### Quoted passage
------------------------

So we wound up with some unintended consequences out of that, that
we probably got some turnover, but we got it in some of the wrong
quarters, and we had to get a little bit clever about, “Okay,
how do we district this so that we don’t get effects that we
can’t stand?” But it did create a way to downsize that
was much preferable to what I had experienced following the Apollo
period, where we laid off people. That was a difficult period of time
where you’d just wrench people out of the organization. This
was more of, can we incentivize people to consider leaving the organization,
and then we have to choose, where do you think you can stand that?
Didn’t always work. We lost some good people out of that, people
who left early incentivized by that. But it did create some additional
turnover, which gave us some opportunity to hire a few folks. But
mostly it gave an opportunity for the agency to reshape where do you
want those people, and that was kind of always a tension was going
on, particularly between JSC and the agency Headquarters, which said,
“Gee, we need to take a lot of people out of the Johnson Space
Center.”
We were saying, “No, you don’t. Yes, we’re good
team players. We’ll play, but, no, we don’t want to lose
a lot of good people, because we’ve got a lot of things. If
we’re going to fly Shuttle safely, if we’re going to build
Space Station, if we’re going to go exploring Mars and places
like that, we’re going to need some folks here.” We were
kind of playing a dual game of educating them as to what they needed
to keep here while we were staving off ripping out very many people
from the organization. So it was constant strategy-education kind
of an effort and an execution of that policy.
Johnson:
You also implemented a number of awards for the employees in the nineties,
I think, the Go the Extra Mile Award, the Time Off Award.

------------------------

Records excerpted from a collection

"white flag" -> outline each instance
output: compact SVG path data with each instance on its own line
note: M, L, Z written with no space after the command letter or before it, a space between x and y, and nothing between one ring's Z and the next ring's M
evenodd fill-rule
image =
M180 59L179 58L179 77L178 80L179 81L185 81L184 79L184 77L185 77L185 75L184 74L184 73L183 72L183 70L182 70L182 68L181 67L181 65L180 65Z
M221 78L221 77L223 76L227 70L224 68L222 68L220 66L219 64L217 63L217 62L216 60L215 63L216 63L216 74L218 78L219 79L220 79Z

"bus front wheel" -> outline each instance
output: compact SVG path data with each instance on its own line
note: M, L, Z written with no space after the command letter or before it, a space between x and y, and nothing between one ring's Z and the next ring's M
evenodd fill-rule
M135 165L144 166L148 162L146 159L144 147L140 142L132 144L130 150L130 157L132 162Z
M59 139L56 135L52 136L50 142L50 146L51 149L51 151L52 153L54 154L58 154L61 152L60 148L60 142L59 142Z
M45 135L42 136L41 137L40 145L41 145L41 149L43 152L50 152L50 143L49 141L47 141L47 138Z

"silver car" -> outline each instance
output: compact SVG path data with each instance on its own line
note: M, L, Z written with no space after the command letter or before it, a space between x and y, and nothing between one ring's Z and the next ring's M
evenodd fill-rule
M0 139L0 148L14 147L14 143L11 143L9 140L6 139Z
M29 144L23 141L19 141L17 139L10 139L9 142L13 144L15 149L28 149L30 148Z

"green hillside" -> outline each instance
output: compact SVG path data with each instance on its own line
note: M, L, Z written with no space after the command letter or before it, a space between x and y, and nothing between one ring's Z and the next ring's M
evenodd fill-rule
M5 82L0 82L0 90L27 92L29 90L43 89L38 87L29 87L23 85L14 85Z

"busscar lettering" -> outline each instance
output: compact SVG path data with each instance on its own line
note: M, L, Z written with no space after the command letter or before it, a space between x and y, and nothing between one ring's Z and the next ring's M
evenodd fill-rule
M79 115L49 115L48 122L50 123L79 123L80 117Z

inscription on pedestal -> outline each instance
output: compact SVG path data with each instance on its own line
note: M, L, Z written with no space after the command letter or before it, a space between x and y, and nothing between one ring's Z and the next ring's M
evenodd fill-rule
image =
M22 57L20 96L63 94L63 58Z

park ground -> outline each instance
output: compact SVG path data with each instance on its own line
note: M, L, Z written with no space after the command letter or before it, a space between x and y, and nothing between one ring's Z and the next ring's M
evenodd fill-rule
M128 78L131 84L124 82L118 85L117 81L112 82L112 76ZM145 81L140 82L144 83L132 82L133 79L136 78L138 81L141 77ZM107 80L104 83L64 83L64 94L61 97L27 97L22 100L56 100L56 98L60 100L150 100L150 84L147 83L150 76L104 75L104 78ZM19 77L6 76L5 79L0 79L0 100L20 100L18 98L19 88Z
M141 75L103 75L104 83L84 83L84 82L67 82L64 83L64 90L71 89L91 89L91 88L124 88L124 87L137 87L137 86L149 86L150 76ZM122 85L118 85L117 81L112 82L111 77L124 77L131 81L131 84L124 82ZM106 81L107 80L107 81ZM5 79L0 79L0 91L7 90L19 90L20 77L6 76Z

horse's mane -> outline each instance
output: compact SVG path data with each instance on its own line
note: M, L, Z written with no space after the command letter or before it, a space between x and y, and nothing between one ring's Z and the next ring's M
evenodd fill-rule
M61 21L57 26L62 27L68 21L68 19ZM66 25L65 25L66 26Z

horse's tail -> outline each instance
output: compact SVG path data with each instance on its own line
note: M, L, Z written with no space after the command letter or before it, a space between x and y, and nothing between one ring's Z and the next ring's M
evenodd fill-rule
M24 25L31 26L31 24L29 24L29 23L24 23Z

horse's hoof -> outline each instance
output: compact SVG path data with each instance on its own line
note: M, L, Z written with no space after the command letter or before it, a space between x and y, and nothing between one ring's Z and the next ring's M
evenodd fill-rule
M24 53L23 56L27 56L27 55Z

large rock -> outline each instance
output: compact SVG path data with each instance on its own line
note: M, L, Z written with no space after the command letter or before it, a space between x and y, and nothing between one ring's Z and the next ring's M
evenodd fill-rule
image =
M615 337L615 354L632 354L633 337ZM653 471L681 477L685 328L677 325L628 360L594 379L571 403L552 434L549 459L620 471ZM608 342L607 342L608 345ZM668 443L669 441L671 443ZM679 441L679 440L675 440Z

------------------------

### Required actions
1. In the account of downsizing at the Johnson Space Center, why did JSC push back when agency Headquarters wanted to take many people out of the center?
2. Could you extend the account of downsizing at the Johnson Space Center by writing the reply to the last question about employee awards?

### Per-task outputs
1. JSC did not want to lose many good people because it had a lot of work ahead. To fly the Shuttle safely, build the Space Station and go exploring Mars and places like it, the center would need people on site.

2.
Hartman:
Yes, and, again, this got into the business of, can we find ways to
recognize people who do good work and, Lord knows, we had a lot of
them. Often though most of the folks we got are not 4.0 Ph.D.’s
from Harvard and Stanford; most of them are ordinary kinds of folks
doing extraordinary kinds of things, and you wanted to find ways to
recognize those folks and, in some cases, to motivate people to higher
levels of performance, or to motivate them in certain directions,
such as team awards, to motivate teams to work productively.
My good friend Duane Ross was a key co-conspirator in a lot of this,
because Duane was responsible for the awards program and has been
for, I think, somewhere back to the landing of colonists at Jamestown
[Virginia] in 1620. It seems, I think, he’s been doing this
forever. But he’s got a wonderful sense of how to do that and
do that in thoughtful kinds of ways. One of the things we created,
some new capabilities came along in the regulations that let you do
things in different ways, and so, again, our bent was to try to find
things that help the organization get its job done and do its work
well, and one of them came along.
They came up with something in the regulations that they called On
the Spot Awards, which was you can give out 25 or 50 or $75 in cash
for something well done, that sort of thing, on the spot when you
see that. A lot of people labeled that, “Well, we’ll have
an On the Spot Award.” But we don’t want to recognize
the procedure or the way you do it. What we want to recognize is what
you do, and what we were looking for was, what do we want to really
recognize? We want to recognize people who go the extra mile, and
it just happened to have a nice little acronym with it, GEM. So, for
us, it became GEM awards as a way for line supervisors to do something.
We can’t give out a $50 gift certificate to Carrabba’s
[Italian Grill]. We can’t give you a jacket with SIGNAL Corporation
on it, that sort of a thing. But we could give out some very small
cash awards, and we tried to do that in ways that we tried to gross
it up so that you didn’t get to see $37.12, but that you got
a set award. So we kept looking for new ways to do that.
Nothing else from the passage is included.